§ Exercise requirements
Print the listing that follows, character for character.

§ Records to use
╔══
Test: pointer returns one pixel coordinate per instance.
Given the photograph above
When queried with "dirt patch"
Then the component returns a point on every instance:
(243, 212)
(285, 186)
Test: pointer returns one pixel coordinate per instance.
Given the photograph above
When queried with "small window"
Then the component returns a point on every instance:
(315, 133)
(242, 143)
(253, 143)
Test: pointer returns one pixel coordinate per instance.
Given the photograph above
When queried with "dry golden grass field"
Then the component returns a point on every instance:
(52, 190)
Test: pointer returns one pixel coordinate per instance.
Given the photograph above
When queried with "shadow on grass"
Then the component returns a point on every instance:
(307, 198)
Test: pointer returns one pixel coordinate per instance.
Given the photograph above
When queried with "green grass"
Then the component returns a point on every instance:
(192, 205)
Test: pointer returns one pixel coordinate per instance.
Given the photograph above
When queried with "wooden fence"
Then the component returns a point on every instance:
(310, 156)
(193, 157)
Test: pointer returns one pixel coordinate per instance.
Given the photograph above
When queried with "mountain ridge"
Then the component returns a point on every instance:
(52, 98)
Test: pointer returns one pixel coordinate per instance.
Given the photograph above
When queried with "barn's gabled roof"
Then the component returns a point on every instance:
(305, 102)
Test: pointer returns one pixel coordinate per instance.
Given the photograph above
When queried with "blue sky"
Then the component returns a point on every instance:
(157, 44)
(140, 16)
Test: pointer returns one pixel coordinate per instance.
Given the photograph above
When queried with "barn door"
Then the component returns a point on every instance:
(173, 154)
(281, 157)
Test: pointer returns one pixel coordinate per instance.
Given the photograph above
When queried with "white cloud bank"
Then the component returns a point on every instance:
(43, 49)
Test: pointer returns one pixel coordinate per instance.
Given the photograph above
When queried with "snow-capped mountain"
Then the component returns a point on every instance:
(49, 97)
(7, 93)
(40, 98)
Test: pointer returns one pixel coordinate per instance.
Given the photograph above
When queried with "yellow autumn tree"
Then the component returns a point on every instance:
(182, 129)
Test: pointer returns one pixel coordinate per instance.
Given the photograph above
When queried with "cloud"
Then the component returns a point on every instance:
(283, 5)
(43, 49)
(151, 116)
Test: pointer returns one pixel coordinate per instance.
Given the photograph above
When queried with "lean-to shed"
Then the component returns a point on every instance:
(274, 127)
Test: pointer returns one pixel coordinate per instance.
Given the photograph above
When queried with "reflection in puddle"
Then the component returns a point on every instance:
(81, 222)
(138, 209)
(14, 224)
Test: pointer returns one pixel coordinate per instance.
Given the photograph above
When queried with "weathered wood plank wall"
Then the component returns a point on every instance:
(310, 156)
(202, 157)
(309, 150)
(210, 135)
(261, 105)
╚══
§ Exercise answer
Test: pointer returns one pixel coordinate per instance.
Given the photograph above
When queried with "dirt patch"
Then the component returns a point on every instance:
(243, 212)
(285, 186)
Test: pointer returns one pixel coordinate per instance.
Given the photograph above
When queried with "small window"
Then the component returns a point on every instance:
(315, 133)
(242, 143)
(253, 143)
Test: pointer returns one pixel coordinate per instance.
Given the photograph above
When queried with "dry golden grass field"
Then the component returns a point on every instance:
(52, 190)
Test: pointer returns one pixel coordinate per instance.
Given the photograph above
When queried with "shadow on grass"
Then the component returns a point on every instance:
(307, 198)
Test: pointer returns one pixel coordinate per instance.
Given the photograph above
When queried with "green grass"
Then the component returns a point on every instance:
(192, 205)
Test: pointer returns one pixel coordinate per instance.
Given the photograph above
When queried with "wooden fence"
Then the component returns a point on every instance:
(310, 156)
(193, 157)
Test: pointer returns one pixel coordinate per instance.
Given the photograph above
When queried with "mountain ridge"
Then the component returns a point on every instance:
(52, 98)
Test: pointer returns one pixel coordinate per instance.
Given the photograph above
When queried with "barn's gabled roof"
Then the component returns a point on every instance:
(305, 102)
Test: pointer returns one pixel coordinate per instance.
Given the photograph above
When queried with "blue sky"
Then the component returns a point on every instance:
(157, 44)
(140, 16)
Test: pointer returns one pixel coordinate per instance.
Given the photograph above
When queried with "barn door"
Then the component returns a point on every instance:
(173, 154)
(281, 157)
Test: pointer returns one pixel coordinate per instance.
Given the photograph above
When queried with "white cloud bank"
Then the component returns a point on every instance:
(43, 49)
Test: pointer returns one pixel coordinate per instance.
Given the photograph above
When queried with "snow-capped mountain"
Then the component returns a point on every instance:
(49, 97)
(7, 93)
(40, 98)
Test: pointer returns one pixel coordinate per instance.
Given the photograph above
When queried with "yellow autumn tree"
Then the component returns a point on every instance:
(182, 129)
Test: pointer returns one pixel coordinate per instance.
Given the photograph above
When queried with "cloud"
Then the component returns a point on every instance:
(283, 5)
(43, 49)
(151, 116)
Test: pointer returns one pixel coordinate per instance.
Given the photograph above
When queried with "lean-to shed"
Then the component returns a point on every instance:
(274, 127)
Test: pointer returns one pixel coordinate per instance.
Given the photograph above
When queried with "reflection in puddle"
Then the component returns a point on every instance:
(81, 222)
(138, 209)
(14, 224)
Test: pointer returns one pixel coordinate per instance.
Given the photograph above
When queried with "weathered wood plank wall"
Then the component returns a point on every instance:
(310, 156)
(202, 157)
(309, 150)
(210, 135)
(261, 105)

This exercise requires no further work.